## [YOUR TASK]
Write out, exactly and only, the lines that run from the top of the records to the line with "Task: locate the cluster of leaves.". Include both ends; exclude pictures.

BEGIN GIVEN INFORMATION

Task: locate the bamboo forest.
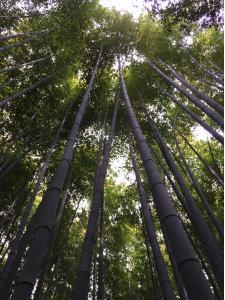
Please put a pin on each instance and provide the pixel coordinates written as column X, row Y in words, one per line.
column 111, row 149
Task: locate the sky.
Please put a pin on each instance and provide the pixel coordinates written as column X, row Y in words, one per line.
column 136, row 8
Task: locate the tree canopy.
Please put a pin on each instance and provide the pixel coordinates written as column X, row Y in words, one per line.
column 59, row 69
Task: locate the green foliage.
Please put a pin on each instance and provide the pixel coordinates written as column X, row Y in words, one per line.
column 78, row 29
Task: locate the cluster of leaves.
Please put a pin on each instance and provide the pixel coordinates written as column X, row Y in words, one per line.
column 78, row 29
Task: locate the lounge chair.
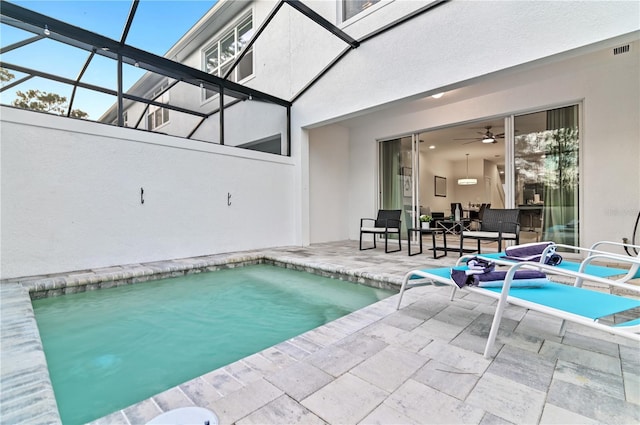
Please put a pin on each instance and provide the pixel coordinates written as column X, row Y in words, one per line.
column 569, row 303
column 595, row 253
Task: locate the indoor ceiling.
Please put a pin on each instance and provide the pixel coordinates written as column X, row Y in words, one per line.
column 453, row 143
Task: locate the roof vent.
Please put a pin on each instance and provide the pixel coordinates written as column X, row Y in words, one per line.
column 622, row 49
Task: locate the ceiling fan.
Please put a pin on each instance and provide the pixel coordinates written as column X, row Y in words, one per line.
column 485, row 137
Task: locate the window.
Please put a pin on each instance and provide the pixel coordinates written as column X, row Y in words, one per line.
column 351, row 8
column 158, row 116
column 547, row 179
column 219, row 57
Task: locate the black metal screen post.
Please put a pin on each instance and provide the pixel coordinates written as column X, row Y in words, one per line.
column 120, row 101
column 221, row 115
column 75, row 86
column 289, row 131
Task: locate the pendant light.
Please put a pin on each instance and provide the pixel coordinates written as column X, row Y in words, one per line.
column 467, row 181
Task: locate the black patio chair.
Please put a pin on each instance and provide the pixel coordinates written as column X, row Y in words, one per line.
column 387, row 223
column 496, row 225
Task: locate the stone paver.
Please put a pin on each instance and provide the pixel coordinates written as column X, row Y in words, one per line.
column 421, row 364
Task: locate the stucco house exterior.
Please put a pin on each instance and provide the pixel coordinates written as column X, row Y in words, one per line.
column 312, row 172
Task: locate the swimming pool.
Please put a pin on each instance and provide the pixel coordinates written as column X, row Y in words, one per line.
column 109, row 349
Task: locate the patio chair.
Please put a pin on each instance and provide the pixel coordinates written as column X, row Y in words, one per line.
column 496, row 225
column 387, row 223
column 590, row 308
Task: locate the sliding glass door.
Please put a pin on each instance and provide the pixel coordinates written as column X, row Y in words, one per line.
column 398, row 189
column 546, row 173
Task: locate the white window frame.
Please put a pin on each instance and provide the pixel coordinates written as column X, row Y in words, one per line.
column 156, row 111
column 219, row 68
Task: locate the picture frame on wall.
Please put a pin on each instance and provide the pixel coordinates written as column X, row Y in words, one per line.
column 440, row 186
column 407, row 183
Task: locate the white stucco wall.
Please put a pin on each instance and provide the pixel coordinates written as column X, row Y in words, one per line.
column 71, row 196
column 328, row 176
column 607, row 86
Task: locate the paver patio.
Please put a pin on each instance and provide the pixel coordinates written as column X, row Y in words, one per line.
column 421, row 364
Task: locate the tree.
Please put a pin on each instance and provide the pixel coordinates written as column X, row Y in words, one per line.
column 42, row 101
column 37, row 100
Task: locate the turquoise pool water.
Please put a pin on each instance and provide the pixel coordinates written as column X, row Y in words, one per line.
column 111, row 348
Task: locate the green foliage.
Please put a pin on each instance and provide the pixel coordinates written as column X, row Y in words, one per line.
column 42, row 101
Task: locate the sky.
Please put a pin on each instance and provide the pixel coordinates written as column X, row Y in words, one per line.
column 157, row 26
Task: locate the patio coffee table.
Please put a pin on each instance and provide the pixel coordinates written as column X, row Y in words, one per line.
column 432, row 231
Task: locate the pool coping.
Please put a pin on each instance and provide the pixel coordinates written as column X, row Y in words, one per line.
column 25, row 386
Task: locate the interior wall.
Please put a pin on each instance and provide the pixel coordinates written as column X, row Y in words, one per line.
column 607, row 86
column 431, row 166
column 71, row 196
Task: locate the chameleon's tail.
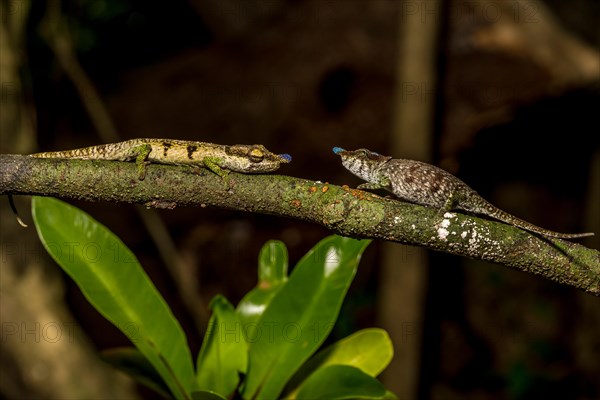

END GIVEN INFORMATION

## [REPLY TO THE TASK]
Task: locate the bamboo forest.
Please put a pin on each instance and provide the pixel coordinates written as column X, row Y in words, one per line.
column 111, row 149
Task: locate the sky.
Please put a pin on each instance and provide the pixel coordinates written as column X, row Y in words, one per line.
column 136, row 8
Task: locate the tree canopy.
Please put a pin on each instance and provide the pixel coordinates written as column X, row Y in words, one per line.
column 59, row 69
Task: locate the green foliage.
Please put a pin on each instance and provide the pixel coordinates written as column X, row Y in words, one per line.
column 78, row 29
Task: locate the cluster of leaves.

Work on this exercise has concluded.